Re: Need help to merge all records in cluster into one flowfile

Posted by "Jens M. Kofoed" <jm...@gmail.com>.
Hi
By degreasing the batch size for the SiteToSiteStatusReportingTask I get
even more flowfiles. So just for testing I now have total of 9 files
(2.75MB) in the incomming queue to the mergeRecord.
The total number of records above 2000, so I have set the "Minimum Number
of Records" to 1500 and the "Minimum Bin Size" to 2 MB.
The result are 3 flowfiles which are all have "Records Merged due to: Bin
has reached Max Bin Age"???? Why?
All 9 files should be merged into one file, since the total amount of
records exceeds the minimum,

Kind regards
Jens M. Kofoed

Den ons. 31. aug. 2022 kl. 09.50 skrev Jens M. Kofoed <
jmkofoed.ube@gmail.com>:

> Hey Mark
>
> I tried another idea to dynamically set the "Minimum Number of Records" by
> EL. Editing the field it says that EL is supported, so I tried this:
> ${record.count:minus(1):multiply(3)}
>
> But the processor does not like this:
> Perform Validation
> nifi.mydomain.com:8443 - Component is invalid: 'Component' is invalid
> because Failed to perform validation due to
> java.lang.NumberFormatException: For input string: ""
>
> I got the same error if I just tried to set the EL to: ${record.count}
>
> Is this a bug???
>
> Kind regards
> Jens
>
>
> Den ons. 31. aug. 2022 kl. 09.24 skrev Jens M. Kofoed <
> jmkofoed.ube@gmail.com>:
>
>> Hey Mark
>>
>> Many thanks for your reply. But it's in fact the Details field which does
>> not help me.
>> At 08:16:00 all 3 nodes generate a SiteToSiteStatusReport.
>> At 08:16:11.003 the MergeRecords have a JOIN event. Joining 2 files:
>> "Records Merged due to: Bin has reached Max Bin Age"
>> At 08:16:11.008 the MergeRecords have another JOIN event. Joining 1 file:
>> "Records Merged due to: Bin has reached Max Bin Age"
>>
>> So one file is 0.005s younger than the other 2 files and therefore is not
>> merged into the first bin of files. But how can we force all flowfiles to
>> be merged into one flowfile?
>> If I set the minimum file size or records to be within range of the >2
>> files and <3 files, it will trigger a merge. But when we create more flows
>> the records and filesize will increase and we will be back to the problem
>> that not all files will be merged into one.
>>
>> kind regards
>> Jens
>>
>> Den tir. 30. aug. 2022 kl. 15.40 skrev Mark Payne <ma...@hotmail.com>:
>>
>>> Hey Jens,
>>>
>>> My recommendation is to take a look at the data provenance for
>>> MergeRecord (i.e., right-click on the Processor and go to Data Provenance.)

> _What you need to do_:
1. In the MergeRecord thread, at what times do the status-report generation and the two JOIN events occur?
2. Can you carry the MergeRecord thread on from its last line?

> _Dataset excerpt_:
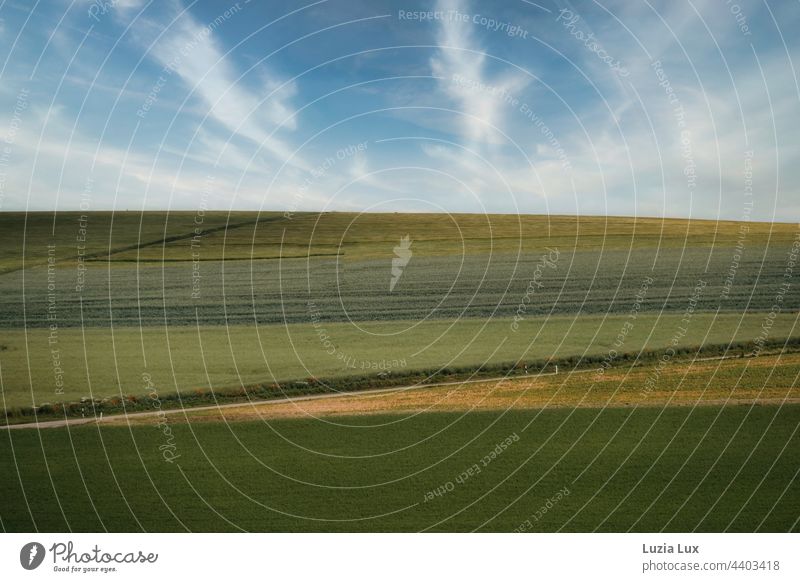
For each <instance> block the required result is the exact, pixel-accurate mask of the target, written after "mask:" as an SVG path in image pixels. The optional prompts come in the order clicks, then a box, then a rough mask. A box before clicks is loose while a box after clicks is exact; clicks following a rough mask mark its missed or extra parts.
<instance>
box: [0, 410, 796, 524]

> _Task-by-task answers_:
1.
- 08:16:00: all 3 nodes generate a SiteToSiteStatusReport
- 08:16:11.003: the first JOIN event, joining 2 files
- 08:16:11.008: the second JOIN event, joining 1 file

2.
>>> Click the little ‘i’ icon on the left for one of the JOIN events.
>>> There, it will show a “Details” field, which will tell you why it merged
>>> the data in the bin.
>>> Once you understand why it’s merging the data with only 2 FlowFiles, you
>>> should be to understand how to adjust your configuration to avoid doing
>>> that.
>>>
>>> Thanks
>>> -Mark
>>>
>>>
>>> > On Aug 30, 2022, at 2:31 AM, Jens M. Kofoed <
>>> jmkofoed.ube+NIFI@gmail.com> wrote:
>>> >
>>> > Hi all
>>> >
>>> > I'm running a 3 node cluster at version 1.16.2. I'm using the
>>> SiteToSiteStatusReportingTask to monitor and check for any backpressures or
>>> queues. I'm trying to merge all 3 reports into 1, but must of the times I
>>> always get 2 flowfile after my MergeRecord.
>>> >
>>> > To be sure the nodes are creating the reports at the same time the
>>> SiteToSiteStatusReportingTask is set to schedule via CRON driver every 5
>>> mins.
>>> > The connection from the input port to the next process is set with
>>> "Load Balance Strategy" to Single node, to be sure all 3 reports are at the
>>> same node.
>>> > In my MergeRecord the "Correlation Attribute Name" is set to
>>> "reporting.task.uuid" which is the same for all 3 flowfiles.
>>> > "Minimum Number of Records" is set to 5000, which is much higher than
>>> the total amounts of records.
>>> > "Minimum Bin Size" is set to 5 MB, which is also much higher than the
>>> total size. Maximum "Number of Bins" is at default: 10
>>> > "Max Bin Age" is set to 10 s.
>>> >
>>> > With these setting I was hoping that all 3 reports, should be at the
>>> same node within a few seconds. And that the mergeRecods will merge all 3
>>> flowfiles into 1. But many time the mergeRecord outputs 2 flowfiles.
>>> >
>>> > Any ideas how to force all into one flowfile.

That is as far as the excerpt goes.